EXERCISE DATA:
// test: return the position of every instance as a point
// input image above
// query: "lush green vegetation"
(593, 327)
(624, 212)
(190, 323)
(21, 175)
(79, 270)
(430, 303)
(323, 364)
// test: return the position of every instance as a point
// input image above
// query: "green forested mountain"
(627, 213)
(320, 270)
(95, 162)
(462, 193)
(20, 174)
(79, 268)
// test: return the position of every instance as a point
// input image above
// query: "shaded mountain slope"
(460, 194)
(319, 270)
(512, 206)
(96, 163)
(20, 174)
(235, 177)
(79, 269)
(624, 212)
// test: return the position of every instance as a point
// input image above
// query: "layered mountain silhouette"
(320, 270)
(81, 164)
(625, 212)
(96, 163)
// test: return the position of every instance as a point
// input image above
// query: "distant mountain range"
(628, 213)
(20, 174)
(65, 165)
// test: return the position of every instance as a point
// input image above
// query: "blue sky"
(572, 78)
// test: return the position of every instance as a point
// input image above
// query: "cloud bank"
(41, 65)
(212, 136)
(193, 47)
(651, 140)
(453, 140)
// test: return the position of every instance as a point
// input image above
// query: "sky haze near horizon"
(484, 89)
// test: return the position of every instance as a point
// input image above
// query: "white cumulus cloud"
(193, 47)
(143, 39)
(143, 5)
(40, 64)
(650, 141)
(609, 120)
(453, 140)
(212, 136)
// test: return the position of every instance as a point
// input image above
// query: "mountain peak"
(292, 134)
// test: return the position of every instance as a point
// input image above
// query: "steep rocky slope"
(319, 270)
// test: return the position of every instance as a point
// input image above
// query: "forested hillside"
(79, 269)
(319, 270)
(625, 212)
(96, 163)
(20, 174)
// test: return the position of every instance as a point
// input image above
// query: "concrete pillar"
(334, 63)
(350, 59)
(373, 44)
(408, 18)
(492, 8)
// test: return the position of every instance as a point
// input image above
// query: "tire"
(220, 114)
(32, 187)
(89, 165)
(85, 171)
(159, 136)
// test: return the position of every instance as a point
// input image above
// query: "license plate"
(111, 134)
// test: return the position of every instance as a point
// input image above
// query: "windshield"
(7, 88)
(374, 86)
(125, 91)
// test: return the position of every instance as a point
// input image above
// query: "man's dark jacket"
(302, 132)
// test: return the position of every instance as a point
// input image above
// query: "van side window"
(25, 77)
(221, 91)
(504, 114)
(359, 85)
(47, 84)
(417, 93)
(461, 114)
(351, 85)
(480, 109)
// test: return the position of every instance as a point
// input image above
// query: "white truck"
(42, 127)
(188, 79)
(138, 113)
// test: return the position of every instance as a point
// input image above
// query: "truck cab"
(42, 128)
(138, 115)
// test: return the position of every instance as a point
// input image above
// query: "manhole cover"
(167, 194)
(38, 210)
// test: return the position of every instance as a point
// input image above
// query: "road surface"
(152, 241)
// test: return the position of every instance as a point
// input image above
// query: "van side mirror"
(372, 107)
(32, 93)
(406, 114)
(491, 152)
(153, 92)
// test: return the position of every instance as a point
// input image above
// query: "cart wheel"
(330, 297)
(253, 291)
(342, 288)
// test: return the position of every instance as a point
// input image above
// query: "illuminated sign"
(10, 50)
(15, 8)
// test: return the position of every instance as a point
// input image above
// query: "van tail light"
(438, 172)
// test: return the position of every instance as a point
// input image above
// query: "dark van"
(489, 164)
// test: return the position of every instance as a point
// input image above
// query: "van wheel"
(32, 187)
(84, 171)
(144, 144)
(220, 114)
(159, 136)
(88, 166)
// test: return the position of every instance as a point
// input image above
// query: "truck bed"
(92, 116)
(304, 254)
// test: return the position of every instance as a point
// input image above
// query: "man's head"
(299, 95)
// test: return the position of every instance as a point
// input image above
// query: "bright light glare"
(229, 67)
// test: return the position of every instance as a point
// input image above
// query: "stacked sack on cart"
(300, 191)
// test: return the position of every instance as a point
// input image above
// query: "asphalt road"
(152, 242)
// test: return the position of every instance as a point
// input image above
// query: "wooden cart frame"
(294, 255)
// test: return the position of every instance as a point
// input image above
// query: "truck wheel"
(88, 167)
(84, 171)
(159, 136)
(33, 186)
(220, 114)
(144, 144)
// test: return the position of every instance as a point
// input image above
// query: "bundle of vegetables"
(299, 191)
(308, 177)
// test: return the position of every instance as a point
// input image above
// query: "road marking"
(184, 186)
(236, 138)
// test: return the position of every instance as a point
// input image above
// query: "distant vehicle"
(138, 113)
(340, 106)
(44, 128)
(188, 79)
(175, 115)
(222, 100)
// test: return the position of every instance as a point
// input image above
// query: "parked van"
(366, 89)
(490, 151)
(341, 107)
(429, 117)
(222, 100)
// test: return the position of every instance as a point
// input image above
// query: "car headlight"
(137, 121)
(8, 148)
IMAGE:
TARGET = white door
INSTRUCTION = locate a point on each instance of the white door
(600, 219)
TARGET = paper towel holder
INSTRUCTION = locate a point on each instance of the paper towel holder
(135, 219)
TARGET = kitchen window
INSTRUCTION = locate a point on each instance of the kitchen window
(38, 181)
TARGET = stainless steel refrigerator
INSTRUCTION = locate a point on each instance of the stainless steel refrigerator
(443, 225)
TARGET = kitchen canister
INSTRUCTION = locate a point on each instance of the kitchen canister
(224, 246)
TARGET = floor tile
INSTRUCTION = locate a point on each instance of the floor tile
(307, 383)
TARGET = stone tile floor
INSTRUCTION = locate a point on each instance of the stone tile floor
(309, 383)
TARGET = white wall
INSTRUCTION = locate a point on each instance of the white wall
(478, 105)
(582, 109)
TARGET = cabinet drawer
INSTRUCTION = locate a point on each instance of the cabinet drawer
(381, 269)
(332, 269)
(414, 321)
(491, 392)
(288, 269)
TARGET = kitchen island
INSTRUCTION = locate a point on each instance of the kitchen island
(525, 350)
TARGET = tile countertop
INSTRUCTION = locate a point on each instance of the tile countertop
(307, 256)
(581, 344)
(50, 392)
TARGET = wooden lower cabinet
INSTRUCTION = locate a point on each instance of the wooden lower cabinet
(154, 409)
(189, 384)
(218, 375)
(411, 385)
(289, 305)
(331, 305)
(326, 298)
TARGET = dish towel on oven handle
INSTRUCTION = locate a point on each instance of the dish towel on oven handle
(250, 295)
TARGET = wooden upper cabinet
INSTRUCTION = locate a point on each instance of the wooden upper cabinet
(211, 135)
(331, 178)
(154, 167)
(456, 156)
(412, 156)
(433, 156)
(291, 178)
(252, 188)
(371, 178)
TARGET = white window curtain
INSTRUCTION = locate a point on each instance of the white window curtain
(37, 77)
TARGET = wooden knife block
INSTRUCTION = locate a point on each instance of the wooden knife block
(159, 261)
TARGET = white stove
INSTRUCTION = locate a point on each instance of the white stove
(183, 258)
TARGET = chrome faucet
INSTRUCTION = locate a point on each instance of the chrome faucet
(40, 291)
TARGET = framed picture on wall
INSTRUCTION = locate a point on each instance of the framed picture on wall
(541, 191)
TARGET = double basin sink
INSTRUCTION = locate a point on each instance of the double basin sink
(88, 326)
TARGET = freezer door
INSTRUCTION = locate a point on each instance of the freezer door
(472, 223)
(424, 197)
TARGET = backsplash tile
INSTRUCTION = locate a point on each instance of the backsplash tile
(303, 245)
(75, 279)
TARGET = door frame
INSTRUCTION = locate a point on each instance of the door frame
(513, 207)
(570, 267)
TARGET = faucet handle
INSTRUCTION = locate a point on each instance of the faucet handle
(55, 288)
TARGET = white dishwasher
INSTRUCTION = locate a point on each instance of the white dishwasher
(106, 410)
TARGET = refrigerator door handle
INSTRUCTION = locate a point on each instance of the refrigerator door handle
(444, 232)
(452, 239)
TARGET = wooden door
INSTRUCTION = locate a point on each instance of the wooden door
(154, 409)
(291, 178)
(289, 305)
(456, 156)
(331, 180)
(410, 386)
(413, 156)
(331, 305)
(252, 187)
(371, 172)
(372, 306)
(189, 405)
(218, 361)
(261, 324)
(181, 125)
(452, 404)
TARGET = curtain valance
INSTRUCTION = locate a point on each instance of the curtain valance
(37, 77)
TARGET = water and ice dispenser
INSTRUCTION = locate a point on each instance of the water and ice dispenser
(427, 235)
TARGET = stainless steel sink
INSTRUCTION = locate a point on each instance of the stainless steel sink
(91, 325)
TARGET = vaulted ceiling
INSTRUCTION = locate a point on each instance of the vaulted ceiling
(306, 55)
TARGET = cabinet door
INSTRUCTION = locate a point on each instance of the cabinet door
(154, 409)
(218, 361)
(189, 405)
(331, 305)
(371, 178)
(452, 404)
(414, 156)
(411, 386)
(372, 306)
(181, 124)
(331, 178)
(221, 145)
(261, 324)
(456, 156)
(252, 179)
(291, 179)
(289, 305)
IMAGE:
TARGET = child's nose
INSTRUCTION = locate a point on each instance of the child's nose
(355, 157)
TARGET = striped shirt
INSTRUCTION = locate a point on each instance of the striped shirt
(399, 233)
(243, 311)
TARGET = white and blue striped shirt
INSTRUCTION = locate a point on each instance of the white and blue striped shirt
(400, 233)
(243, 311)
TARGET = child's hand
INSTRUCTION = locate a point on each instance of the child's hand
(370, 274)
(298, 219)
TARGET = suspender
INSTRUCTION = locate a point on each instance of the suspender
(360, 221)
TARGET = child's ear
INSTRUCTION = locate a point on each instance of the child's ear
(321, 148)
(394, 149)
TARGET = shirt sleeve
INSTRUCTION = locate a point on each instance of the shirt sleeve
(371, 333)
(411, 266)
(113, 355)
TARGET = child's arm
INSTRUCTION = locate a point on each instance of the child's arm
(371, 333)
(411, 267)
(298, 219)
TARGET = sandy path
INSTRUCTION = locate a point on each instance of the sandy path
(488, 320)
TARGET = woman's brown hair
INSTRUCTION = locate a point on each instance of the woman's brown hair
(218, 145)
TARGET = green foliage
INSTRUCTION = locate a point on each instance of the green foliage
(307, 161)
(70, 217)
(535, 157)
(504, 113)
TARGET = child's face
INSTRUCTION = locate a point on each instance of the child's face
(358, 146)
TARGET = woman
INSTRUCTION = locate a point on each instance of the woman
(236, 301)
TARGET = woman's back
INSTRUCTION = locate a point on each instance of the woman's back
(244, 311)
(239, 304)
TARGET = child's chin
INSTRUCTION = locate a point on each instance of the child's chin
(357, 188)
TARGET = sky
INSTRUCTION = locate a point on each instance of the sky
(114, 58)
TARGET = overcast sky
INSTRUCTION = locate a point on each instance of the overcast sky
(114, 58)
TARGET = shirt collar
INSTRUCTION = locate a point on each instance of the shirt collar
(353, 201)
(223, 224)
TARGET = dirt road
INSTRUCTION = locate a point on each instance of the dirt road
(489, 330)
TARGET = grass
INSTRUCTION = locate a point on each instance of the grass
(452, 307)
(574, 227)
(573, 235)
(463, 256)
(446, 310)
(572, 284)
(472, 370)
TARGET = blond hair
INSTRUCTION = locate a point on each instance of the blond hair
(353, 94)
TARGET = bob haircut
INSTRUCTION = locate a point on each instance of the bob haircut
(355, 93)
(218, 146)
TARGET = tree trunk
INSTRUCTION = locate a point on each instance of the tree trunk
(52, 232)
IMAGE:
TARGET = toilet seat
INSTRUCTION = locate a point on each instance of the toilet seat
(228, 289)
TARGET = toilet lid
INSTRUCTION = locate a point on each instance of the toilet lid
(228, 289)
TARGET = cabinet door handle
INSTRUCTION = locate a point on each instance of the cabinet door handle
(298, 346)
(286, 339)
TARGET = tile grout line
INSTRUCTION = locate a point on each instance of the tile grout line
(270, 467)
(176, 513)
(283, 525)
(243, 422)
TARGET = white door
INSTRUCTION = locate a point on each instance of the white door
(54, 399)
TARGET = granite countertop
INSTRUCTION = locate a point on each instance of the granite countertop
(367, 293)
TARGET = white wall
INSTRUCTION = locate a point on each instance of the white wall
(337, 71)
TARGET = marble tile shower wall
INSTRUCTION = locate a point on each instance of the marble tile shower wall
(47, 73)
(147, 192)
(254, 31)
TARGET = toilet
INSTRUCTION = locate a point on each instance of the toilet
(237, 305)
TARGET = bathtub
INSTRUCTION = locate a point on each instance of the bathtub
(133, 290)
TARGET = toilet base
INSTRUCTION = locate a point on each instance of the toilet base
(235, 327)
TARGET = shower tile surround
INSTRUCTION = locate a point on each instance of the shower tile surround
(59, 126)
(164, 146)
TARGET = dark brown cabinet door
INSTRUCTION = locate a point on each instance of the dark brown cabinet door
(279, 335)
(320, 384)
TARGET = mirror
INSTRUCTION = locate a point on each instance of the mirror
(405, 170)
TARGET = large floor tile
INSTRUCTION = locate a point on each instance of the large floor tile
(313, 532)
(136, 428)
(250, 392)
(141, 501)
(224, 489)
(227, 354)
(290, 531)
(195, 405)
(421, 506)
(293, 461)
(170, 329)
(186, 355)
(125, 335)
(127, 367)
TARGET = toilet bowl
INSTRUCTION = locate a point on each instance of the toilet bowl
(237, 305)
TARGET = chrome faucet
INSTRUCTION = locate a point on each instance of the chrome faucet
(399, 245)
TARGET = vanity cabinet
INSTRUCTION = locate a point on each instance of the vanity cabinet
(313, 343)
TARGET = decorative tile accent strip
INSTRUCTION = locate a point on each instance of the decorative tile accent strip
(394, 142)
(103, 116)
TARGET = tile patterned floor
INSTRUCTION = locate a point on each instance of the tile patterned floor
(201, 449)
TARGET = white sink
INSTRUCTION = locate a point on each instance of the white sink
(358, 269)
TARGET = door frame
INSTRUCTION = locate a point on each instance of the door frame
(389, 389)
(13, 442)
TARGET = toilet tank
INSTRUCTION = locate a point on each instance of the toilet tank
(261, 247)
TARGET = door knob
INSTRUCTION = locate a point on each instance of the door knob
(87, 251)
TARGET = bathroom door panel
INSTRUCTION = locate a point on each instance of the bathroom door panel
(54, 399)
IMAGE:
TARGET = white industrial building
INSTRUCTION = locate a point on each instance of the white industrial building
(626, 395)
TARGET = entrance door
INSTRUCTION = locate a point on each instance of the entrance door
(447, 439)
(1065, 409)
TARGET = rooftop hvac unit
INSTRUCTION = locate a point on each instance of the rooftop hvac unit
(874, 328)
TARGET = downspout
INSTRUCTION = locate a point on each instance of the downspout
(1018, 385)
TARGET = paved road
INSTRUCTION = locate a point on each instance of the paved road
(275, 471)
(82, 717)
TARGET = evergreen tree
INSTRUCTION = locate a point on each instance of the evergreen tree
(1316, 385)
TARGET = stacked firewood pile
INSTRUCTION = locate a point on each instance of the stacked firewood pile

EXERCISE OBJECTIVE: Lines of the data that include the string "pile" are to be counted; report the total by itself.

RESPONSE BOX: 2